“Based on that sentence please formulate an article for my website. It’s gotta be at least 3,000 characters long. Try to add some speculative thoughts. Also please add a click-baity title.”
That frequency is bang-smack in the middle of the range used by prenatal ultrasound. The UK NHS released a statement discouraging the use of "4d" ultrasonics to make pre-birth videos. This sort of result highlights why this was a good call, if only based on the precautionary principle.
On the flipside, the reason for these recommendations were papers about the effects of ultrasound on tissues, for example (taken at random):
"Basta et al. [46] observed that in single-layer endothelial cells, ultrasound of variable durations between 1.3 MHz and 2.6 MHz with a mechanical index of 1.5 produced increased intracellular oxidation of endothelial cells in addition to endothelial damage under exposure times greater than 30s. This damage lasted up to one hour after exposure. After 15s, it was shown to stagger the DNA and produce leakage of lactate dehydrogenase."
Conspiracy theories aside, this is super fascinating and makes me think that if the technology pans out, the potential is immense for treating emergencies where the body cannot self regulate temperature, such as heatstroke.
There is an existing person claiming to be a DOD contractor whistleblower on the subject of remote neuro tech that claims a method of hypothalamic interaction is in current use (though the claims re. capability basically go all the way so to speak). Yes this not a well established claim, and conspiracy theory-like in its nature, but that would have to be the case as it couldn't be otherwise (unless the tech was not classified).
I would be curious if anyone could see this because through some playful testing I was able to find that my posts only on this subject are censored/shadowbanned on certain platforms.
I remember when, as a student commutting between home and the university, I was very often going to a high-speed train station equipped with "mosquito" devices (actually the normal speakers were used to emit the "mosquito" sounds as well).
Maybe I was particularly sensitive but these sounds were sucking all the energy out if me (each 30 seconds when they were occurring), and I was feeling extremely depressed and tired. Looks like what the poor mice are experiencing.

• **SUPPLIED DATA**:
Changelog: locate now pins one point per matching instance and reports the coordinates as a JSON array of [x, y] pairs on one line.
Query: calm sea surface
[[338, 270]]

• **TASK DIRECTIONS**: For each statement, answer yes or no on whether it agrees with the comments on ultrasound, and quote the exact words from those comments that decide it. (a) The UK NHS discouraged using "4d" ultrasonics to make pre-birth videos. (b) Basta et al. found the damage lasted up to one day after exposure. (c) The station the student commuted through was a high-speed train station.

• **ANSWER FOR THE TASK**:
(a) Yes: "The UK NHS released a statement discouraging the use of "4d" ultrasonics to make pre-birth videos."
(b) No: "This damage lasted up to one hour after exposure."
(c) Yes: "I was very often going to a high-speed train station equipped with "mosquito" devices"